[DIRECTIONS FOR THIS TASK] Give every line of the material back exactly, images removed.

[MATERIAL FOR THIS TASK]
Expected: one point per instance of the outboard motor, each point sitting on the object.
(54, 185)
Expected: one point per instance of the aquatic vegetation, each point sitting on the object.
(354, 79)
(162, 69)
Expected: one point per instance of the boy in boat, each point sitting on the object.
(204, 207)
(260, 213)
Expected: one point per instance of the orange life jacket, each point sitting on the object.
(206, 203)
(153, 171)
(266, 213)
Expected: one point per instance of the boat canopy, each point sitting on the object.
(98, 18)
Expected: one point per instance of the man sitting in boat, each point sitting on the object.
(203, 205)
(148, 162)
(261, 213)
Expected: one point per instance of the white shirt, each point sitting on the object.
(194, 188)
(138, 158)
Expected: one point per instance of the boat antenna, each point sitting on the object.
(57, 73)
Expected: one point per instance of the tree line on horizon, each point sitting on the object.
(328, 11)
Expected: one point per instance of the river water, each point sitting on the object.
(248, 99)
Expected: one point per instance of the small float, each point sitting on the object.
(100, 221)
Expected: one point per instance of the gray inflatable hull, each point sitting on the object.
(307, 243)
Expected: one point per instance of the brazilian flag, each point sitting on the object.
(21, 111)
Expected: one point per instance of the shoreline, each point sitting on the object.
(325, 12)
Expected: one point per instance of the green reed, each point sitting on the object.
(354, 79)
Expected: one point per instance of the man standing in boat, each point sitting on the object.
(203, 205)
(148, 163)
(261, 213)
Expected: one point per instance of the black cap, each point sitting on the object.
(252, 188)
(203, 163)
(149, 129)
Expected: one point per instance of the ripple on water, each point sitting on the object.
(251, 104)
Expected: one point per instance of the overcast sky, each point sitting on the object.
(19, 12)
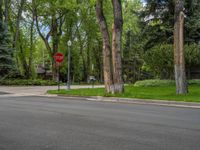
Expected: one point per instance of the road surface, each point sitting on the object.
(52, 123)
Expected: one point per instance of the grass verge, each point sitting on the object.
(158, 93)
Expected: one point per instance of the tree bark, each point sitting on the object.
(116, 46)
(6, 14)
(19, 15)
(31, 43)
(108, 80)
(179, 60)
(1, 10)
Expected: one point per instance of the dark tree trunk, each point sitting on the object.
(108, 81)
(6, 14)
(116, 46)
(19, 15)
(1, 10)
(179, 60)
(31, 45)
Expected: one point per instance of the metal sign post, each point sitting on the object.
(58, 58)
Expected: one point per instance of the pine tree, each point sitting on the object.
(6, 53)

[ANSWER TO THE PROBLEM]
Expected: one point per instance of the outboard motor, each point sitting on the object.
(54, 185)
Expected: one point per instance of the aquatic vegetation, each point sitting on the object.
(354, 79)
(162, 69)
Expected: one point per instance of the boy in boat, each point sitting on the object.
(204, 207)
(260, 213)
Expected: one point per instance of the orange life jacket, each point sitting on the object.
(206, 203)
(153, 171)
(266, 213)
Expected: one point per instance of the boat canopy, each point sitting on the object.
(98, 18)
Expected: one point per instance of the man sitting in boat, each point sitting on the object.
(203, 205)
(148, 162)
(261, 213)
Expected: one point per instance of the white shirt, each point sitting on the object.
(194, 188)
(138, 158)
Expected: one point per instance of the boat antenna, each point sitting on the object.
(57, 73)
Expected: one point per instance of the tree line on horizon, each point sitting on the object.
(328, 11)
Expected: one point per instance of the river water, each point sitting on the object.
(248, 99)
Expected: one point per instance of the small float, each point sitting on the object.
(100, 221)
Expected: one point per instance of the gray inflatable hull, each point sitting on the object.
(307, 243)
Expected: one point per instance of the brazilian flag, each point sitting on the object.
(21, 111)
Expected: one point per instance of the shoreline, each point sitting on the object.
(325, 12)
Expected: one point per instance of the green reed, each point sitting on the object.
(354, 79)
Expected: one point per instance of the man standing in boat, each point sitting on the object.
(203, 205)
(148, 163)
(261, 213)
Expected: one point per instance of the black cap, each point sitting on the object.
(252, 188)
(203, 163)
(149, 129)
Expected: one point per instance of the ripple on water, each point sitting on the object.
(251, 104)
Expected: one point per instance of the overcast sky, each point sitting on the object.
(19, 12)
Expected: one point per instance of the road surface, each point sitting on the object.
(52, 123)
Expected: one point per instance of the grass verge, each point sitting on the object.
(158, 93)
Expected: one point per instance of the tree bark, each point sitting on the object.
(116, 46)
(6, 14)
(19, 15)
(31, 43)
(108, 80)
(179, 60)
(1, 10)
Expected: one point per instance of the dark tree trunk, each point sitting on the object.
(108, 81)
(6, 14)
(116, 46)
(19, 15)
(1, 10)
(179, 60)
(31, 45)
Expected: one point per instance of the metal sign post, each point sitting on the object.
(58, 58)
Expected: one point per instance of the pine tree, each point sitting on the object.
(6, 53)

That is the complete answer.